- _Source document_:
▼▼▼

December 12, 2016 By Tim Casteel

Recently my bosses came into town for a campus visit. As we gathered, my team shared about what God is doing. They also shared of their need, their desires, and their pursuits.
Our staff team is made up of 4 independent, contextualized teams (see this excellent video from Intervarsity on contextualized movements). So on our team of 9, we actually have 4 teams:
  • 3 CFM staff (Campus Field Ministry – focused on the general population at the University of Arkansas),
  • 3 Athletes in Action staff,
  • 2 Bridges staff (International Students),
  • and 1 Impact staff (focusing on students of African descent).
The AIA, Bridges and Impact staff are Cru staff but they focus on athletes/international/African American students full time. They don’t come to our weekly meeting or fall retreat. They don’t do anything that doesn’t help them reach their respective audiences.
Even though we have a good size team of 9, every contextualized team feels small. And they acutely feel the need for more laborers. And in some ways, that’s really good. We only change when our current reality is painful enough to make us do the hard work required to change. Each contextualized team badly wants new laborers.
As they shared what they are doing to raise up new laborers, it hit me – it’s not up to me (as the team leader) to raise up an AIA female staff. Or an Impact staff or a Bridges staff. They’re doing it. They’re flying people in for vision trips. Not me. They’re taking key volunteers out to dinner, challenging them to join Impact staff. I din’t have to ask them to do that – I didn’t even know they were doing those things! They are truly leading. And (Lord willing!) laborers will be multiplied.
A couple weeks ago we had 3 separate thanksgiving meals that were a good snapshot of the exponential effect of multiple movements. Instead of one big meeting or dinner where maybe 100 CFM students would’ve gathered, we had:
  • 40 international students at the Bridges dinner
  • 30 athletes at the AIA dinner (which is low for them – they typically have 50-75)
  • 60 African american students at the Impact dinner
And in CFM, 200 students gathered in Community Groups across campus for thanksgiving parties and bible studies.
And that’s just on our campus. Across the globe, in East Asia we have 5 Razorbacks who hosted East Asian students for Thanksgiving. 5 sent staff who are very motivated to recruit laborers to join their team in EA.
Up until 2012, for the first 44 years of Cru at the University of Arkansas, we have had one team with one focus- reaching the majority culture at the University of Arkansas. In 2012 we had our first contextualized team – Athletes in Action – and we began to reach students at two nearby campuses (a four year university and two year college). This year, in 2016, our team spawned two more teams to focus exclusively on international students and African Americans.
Here’s how “ sending out” staff to reach new areas affected our staff team. Looking at the past decade of our staff team size, there are successive waves of increasing amplitude.

▲▲▲

- _Given material_:
▼▼▼

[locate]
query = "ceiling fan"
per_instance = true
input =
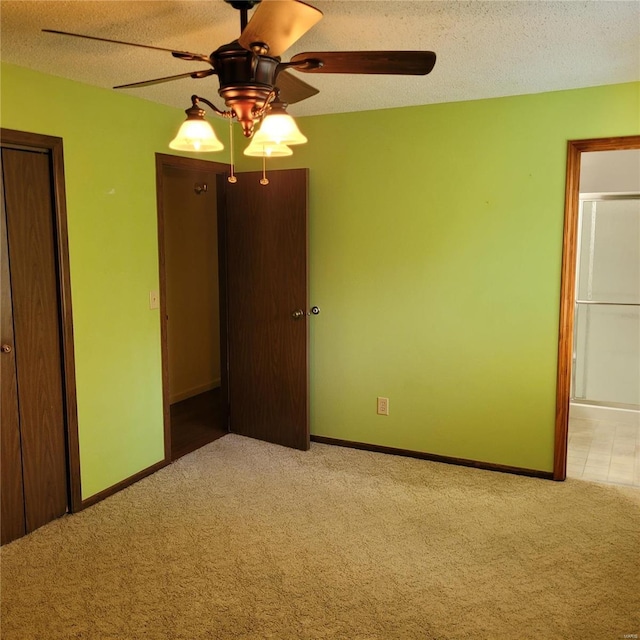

▲▲▲

- _Problem requirements_: Return word for word the section of the post on contextualized campus teams that runs from "Recently my bosses" to "of African descent).". Work only from the post on contextualized campus teams, not the data.

- _Response to this exercise_:
Recently my bosses came into town for a campus visit. As we gathered, my team shared about what God is doing. They also shared of their need, their desires, and their pursuits.
Our staff team is made up of 4 independent, contextualized teams (see this excellent video from Intervarsity on contextualized movements). So on our team of 9, we actually have 4 teams:
  • 3 CFM staff (Campus Field Ministry – focused on the general population at the University of Arkansas),
  • 3 Athletes in Action staff,
  • 2 Bridges staff (International Students),
  • and 1 Impact staff (focusing on students of African descent).